Testo fornito:
Così scrive Primo Levi ne La chiave a stella: Libertino Faussone è un operaio specializzato che non lavora per guadagnarsi da vivere, ma unicamente perché gli piace. Per questo, inseguendo il piacere di nuove esperienze, di nuovi incontri, di nuovi mondi, lascia la fabbrica per girare il mondo impiegandosi come operaio specializzato nelle costruzioni di strutture metalliche.

Tutto gli cambia intorno, ma la chiave a stella è il suo perno: “Quella è per noi come la spada per i cavalieri di una volta”, dice. Forse che la felicità nel lavoro la si trova impugnando lo strumento del proprio lavoro con lo spirito del cavaliere che affronta l’impresa? La chiave, il cacciavite, la penna, lo smartphone? Oppure usandolo come un passepartout per esplorare il mondo?

Sembrerebbe che Levi ci suggerisca che il segreto sia amare il proprio lavoro non come fine, ma come mezzo per conoscere il Pianeta e se stessi. E che per inseguire quest’aspirazione sia necessario dare le dimissioni, uscire dall’azienda come un uccello che scappa via da una gabbia e lascia il nido. Parrebbe, insomma, che il nostro operaio Faussone, con la chiave a stella, ci consegni il talismano della felicità con un messaggio inequivocabile: non cercatela nelle strutture produttive, ma nella vostra professionalità.

Quella professionalità che vi rende indipendenti dalle organizzazioni, svincolati dal bisogno e dunque liberi di scoprire il mondo e chi siete davvero. Sono tra quelli che per esperienza, frustrazioni e pregiudizi, ritiene che l’azienda non sia un posto in cui possa abitare la felicità. E non per la protervia dell’imprenditore, né per il gelido cinismo dei meccanismi che ne regolano il funzionamento.

Consegna:
Trascrivi fedelmente dal testo fornito il passo che comincia con le parole “Tutto gli cambia” e si chiude dopo le parole “esplorare il mondo?”.

Record forniti:
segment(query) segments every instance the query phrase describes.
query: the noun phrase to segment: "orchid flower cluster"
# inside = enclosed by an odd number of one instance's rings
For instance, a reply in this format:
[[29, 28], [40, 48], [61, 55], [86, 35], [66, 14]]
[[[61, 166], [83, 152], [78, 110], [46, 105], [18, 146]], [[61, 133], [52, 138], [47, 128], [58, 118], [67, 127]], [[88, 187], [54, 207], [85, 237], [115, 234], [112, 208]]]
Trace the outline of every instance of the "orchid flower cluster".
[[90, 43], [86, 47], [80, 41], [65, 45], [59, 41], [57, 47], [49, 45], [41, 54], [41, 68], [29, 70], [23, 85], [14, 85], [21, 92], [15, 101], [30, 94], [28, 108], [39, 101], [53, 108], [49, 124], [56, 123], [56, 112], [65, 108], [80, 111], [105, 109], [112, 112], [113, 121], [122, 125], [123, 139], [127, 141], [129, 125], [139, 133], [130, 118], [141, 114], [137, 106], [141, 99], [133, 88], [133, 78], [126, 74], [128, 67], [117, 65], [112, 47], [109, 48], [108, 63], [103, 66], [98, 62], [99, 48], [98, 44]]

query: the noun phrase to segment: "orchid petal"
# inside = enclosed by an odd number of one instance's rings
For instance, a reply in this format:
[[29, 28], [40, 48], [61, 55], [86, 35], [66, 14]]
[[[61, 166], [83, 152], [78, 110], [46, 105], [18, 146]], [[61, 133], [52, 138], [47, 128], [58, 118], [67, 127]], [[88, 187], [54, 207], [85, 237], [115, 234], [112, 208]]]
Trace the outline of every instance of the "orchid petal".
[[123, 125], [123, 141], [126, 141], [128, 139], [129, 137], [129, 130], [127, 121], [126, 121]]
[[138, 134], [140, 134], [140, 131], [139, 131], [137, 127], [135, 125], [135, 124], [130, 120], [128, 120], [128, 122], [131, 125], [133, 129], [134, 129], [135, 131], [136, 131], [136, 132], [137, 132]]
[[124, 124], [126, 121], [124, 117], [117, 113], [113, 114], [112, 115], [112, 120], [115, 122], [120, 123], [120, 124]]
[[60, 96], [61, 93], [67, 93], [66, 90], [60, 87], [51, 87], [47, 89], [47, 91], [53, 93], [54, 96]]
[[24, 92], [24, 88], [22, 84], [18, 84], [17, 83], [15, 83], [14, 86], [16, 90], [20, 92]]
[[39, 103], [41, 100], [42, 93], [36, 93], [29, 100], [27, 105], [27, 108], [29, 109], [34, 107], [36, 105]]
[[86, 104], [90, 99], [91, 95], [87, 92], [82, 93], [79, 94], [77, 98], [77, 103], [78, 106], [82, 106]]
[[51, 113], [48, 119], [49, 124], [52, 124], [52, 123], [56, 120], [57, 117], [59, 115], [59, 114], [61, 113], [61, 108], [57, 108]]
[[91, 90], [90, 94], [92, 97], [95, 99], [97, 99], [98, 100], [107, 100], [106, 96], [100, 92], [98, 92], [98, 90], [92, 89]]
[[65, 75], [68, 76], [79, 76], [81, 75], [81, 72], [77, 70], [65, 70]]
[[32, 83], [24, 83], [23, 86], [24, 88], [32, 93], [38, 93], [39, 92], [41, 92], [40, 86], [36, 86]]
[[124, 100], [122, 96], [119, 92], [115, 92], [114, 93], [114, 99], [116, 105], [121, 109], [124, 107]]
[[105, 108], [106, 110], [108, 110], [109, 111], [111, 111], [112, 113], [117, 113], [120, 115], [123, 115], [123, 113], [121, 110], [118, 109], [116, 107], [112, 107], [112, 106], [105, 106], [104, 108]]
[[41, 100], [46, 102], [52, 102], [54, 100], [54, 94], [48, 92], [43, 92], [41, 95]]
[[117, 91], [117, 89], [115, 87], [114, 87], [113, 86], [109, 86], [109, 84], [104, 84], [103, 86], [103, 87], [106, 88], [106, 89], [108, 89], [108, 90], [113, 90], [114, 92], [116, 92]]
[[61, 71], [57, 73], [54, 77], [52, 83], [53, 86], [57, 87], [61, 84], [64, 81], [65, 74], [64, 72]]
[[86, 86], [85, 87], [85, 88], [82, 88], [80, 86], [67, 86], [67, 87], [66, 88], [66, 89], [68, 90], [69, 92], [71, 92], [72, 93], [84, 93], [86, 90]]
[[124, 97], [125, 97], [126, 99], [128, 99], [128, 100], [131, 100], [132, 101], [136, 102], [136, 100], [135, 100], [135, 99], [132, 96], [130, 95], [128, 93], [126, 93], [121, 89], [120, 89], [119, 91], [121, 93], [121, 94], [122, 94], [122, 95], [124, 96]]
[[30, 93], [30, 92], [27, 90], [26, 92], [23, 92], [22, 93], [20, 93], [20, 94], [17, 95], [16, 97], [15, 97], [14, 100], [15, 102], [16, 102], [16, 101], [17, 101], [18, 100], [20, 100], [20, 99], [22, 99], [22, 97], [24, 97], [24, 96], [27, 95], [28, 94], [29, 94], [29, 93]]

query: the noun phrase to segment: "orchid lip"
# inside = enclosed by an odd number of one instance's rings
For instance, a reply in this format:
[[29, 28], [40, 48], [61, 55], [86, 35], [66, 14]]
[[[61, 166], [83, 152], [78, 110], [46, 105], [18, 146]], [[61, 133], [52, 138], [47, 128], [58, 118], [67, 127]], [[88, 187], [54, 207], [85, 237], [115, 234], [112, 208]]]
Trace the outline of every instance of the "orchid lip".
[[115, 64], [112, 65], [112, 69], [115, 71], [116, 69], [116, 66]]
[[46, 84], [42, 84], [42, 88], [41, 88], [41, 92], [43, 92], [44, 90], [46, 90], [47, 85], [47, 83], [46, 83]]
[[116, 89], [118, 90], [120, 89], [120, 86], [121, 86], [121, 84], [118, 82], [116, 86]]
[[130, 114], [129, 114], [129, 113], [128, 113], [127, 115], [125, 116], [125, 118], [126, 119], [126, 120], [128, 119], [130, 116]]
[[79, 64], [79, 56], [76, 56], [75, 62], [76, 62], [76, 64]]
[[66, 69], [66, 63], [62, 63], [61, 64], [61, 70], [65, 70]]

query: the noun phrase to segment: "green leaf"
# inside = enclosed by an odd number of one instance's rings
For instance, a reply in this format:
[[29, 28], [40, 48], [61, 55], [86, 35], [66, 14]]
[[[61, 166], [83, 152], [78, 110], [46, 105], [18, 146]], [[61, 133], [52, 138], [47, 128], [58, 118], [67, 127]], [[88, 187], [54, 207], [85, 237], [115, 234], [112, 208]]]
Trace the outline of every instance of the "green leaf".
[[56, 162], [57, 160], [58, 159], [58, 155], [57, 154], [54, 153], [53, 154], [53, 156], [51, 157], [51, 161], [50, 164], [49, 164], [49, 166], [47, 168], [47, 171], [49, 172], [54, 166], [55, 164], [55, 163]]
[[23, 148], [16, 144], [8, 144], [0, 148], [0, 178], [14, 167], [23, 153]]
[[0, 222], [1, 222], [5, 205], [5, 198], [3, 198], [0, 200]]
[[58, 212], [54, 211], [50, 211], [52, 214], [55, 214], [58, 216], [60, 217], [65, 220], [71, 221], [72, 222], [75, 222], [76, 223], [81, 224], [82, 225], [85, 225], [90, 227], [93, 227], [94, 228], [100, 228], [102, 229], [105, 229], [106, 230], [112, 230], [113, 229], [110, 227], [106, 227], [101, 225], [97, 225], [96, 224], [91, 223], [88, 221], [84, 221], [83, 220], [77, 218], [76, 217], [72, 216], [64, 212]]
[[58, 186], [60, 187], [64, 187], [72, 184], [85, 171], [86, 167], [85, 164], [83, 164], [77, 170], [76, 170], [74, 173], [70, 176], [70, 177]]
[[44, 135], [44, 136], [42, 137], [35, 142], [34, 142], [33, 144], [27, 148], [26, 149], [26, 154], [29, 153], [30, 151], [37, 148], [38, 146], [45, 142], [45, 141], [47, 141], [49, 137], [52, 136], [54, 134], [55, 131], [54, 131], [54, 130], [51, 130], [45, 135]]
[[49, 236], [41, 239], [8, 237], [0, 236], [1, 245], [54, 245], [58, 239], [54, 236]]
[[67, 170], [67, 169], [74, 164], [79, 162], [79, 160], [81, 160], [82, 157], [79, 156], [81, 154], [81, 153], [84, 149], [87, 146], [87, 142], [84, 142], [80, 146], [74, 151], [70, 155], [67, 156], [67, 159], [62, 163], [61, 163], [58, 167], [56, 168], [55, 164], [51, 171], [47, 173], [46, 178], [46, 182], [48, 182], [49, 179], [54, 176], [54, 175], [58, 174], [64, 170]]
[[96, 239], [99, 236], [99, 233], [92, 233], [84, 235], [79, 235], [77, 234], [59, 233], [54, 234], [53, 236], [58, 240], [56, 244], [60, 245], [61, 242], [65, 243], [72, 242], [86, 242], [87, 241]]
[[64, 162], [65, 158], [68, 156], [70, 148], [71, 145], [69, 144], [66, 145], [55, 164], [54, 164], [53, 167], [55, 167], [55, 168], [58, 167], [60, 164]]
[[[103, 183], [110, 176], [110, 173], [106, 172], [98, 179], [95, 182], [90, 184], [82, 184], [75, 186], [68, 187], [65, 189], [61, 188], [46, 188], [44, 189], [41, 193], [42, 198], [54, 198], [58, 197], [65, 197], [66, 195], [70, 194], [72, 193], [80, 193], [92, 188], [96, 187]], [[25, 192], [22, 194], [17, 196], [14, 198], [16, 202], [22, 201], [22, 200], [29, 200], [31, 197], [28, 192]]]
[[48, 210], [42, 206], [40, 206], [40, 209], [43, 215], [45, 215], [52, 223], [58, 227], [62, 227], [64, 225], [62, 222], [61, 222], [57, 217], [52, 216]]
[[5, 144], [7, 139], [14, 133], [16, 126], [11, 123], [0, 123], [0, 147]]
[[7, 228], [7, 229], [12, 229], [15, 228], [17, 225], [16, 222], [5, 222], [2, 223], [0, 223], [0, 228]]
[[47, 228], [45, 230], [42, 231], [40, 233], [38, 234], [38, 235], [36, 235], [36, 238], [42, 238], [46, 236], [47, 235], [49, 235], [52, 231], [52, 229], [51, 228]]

Svolgimento:
Tutto gli cambia intorno, ma la chiave a stella è il suo perno: “Quella è per noi come la spada per i cavalieri di una volta”, dice. Forse che la felicità nel lavoro la si trova impugnando lo strumento del proprio lavoro con lo spirito del cavaliere che affronta l’impresa? La chiave, il cacciavite, la penna, lo smartphone? Oppure usandolo come un passepartout per esplorare il mondo?